> WHAT IS EXPECTED
Show each line of the listing in which the word "pendant" occurs.

> RECORDS FOR THE EXERCISE
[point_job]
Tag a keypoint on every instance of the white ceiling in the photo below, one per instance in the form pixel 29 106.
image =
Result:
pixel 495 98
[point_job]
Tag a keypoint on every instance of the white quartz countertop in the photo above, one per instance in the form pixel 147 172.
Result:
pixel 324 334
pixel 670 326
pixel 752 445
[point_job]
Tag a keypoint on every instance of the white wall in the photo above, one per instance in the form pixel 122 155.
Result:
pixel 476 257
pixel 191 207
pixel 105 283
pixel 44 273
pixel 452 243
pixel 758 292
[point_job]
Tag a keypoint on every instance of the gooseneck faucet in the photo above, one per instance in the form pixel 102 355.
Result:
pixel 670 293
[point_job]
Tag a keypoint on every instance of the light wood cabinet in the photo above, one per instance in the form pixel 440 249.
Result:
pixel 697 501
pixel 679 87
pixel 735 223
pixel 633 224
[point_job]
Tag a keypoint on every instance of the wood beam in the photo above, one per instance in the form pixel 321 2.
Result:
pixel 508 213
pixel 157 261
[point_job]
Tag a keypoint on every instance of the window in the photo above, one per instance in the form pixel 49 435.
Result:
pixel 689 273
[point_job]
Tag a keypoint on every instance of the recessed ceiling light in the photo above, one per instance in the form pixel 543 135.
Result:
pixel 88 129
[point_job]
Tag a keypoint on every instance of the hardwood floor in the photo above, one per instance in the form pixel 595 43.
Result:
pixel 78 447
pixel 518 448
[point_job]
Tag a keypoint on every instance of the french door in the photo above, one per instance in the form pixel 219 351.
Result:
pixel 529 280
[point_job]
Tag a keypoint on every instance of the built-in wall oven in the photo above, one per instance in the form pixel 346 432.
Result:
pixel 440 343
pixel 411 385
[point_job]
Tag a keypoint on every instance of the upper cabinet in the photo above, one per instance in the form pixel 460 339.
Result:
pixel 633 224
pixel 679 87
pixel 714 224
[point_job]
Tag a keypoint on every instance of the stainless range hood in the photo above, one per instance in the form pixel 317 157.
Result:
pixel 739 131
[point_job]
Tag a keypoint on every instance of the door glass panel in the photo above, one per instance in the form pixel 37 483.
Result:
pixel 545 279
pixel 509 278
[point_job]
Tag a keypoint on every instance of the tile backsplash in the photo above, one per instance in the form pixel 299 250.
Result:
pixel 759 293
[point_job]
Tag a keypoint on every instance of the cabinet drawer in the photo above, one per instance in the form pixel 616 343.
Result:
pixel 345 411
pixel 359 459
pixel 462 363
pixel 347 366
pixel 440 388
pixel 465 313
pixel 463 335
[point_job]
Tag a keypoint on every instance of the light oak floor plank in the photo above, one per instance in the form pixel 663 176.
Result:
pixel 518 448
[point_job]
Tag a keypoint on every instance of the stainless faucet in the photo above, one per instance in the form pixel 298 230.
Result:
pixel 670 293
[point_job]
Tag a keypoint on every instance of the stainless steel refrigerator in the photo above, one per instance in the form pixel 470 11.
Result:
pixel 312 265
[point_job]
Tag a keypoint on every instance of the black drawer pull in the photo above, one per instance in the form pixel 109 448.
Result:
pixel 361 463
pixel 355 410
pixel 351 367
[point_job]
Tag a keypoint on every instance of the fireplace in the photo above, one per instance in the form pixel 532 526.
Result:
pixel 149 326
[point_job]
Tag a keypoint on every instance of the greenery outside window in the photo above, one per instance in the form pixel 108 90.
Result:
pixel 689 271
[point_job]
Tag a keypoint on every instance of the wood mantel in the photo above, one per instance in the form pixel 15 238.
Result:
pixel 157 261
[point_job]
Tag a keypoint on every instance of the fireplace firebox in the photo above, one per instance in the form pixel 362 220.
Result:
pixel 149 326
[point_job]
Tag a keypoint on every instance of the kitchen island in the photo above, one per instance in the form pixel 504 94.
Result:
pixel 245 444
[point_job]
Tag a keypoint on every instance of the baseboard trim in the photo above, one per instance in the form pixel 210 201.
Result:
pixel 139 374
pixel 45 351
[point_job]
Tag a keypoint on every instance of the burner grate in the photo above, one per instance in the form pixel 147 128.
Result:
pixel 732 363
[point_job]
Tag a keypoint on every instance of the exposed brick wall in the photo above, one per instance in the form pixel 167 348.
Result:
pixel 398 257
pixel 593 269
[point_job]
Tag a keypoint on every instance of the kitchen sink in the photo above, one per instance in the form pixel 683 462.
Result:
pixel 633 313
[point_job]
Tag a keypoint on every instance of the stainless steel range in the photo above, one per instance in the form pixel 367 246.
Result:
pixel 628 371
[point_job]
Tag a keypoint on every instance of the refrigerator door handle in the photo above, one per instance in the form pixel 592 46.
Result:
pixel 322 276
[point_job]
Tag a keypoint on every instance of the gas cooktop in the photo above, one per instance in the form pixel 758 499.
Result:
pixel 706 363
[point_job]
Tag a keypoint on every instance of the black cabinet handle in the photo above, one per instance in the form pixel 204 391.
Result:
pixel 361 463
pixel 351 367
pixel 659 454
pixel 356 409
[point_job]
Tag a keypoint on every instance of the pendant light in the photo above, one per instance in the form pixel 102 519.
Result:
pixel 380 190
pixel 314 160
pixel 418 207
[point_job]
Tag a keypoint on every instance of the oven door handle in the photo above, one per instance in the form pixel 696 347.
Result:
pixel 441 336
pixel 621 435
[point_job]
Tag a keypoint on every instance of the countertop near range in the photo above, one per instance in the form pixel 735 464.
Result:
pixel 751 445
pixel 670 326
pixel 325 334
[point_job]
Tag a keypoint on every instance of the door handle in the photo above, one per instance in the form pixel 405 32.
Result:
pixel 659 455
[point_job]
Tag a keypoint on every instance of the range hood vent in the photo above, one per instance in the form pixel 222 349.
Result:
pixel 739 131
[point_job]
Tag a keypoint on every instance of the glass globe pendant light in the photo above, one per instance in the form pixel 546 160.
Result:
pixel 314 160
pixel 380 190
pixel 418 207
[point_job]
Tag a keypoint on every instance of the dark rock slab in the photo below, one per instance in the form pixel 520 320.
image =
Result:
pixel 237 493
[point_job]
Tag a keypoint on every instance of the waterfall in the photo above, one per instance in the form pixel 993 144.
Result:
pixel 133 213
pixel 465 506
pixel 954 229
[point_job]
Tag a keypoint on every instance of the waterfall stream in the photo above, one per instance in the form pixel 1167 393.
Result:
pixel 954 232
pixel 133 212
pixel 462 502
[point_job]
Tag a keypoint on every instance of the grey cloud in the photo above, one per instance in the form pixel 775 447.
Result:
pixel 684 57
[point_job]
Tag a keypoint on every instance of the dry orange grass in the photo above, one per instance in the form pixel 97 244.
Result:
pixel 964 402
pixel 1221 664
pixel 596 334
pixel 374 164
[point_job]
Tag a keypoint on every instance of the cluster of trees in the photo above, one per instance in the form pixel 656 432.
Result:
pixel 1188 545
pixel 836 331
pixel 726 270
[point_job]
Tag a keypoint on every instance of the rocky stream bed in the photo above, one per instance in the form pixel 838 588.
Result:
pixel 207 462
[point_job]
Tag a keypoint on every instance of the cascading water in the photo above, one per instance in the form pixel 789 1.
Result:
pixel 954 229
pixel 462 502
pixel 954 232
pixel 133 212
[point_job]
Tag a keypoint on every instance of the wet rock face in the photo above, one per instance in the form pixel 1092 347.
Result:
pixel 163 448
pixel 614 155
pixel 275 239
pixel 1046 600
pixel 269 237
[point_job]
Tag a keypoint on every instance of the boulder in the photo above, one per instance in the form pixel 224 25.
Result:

> PROBLEM SOLUTION
Tag a keypoint on every instance of the pendant light in the photo above, one per instance in the form pixel 102 519.
Tag a keypoint on every instance of the glass globe pendant light in the photo above, one per instance in the form pixel 546 160.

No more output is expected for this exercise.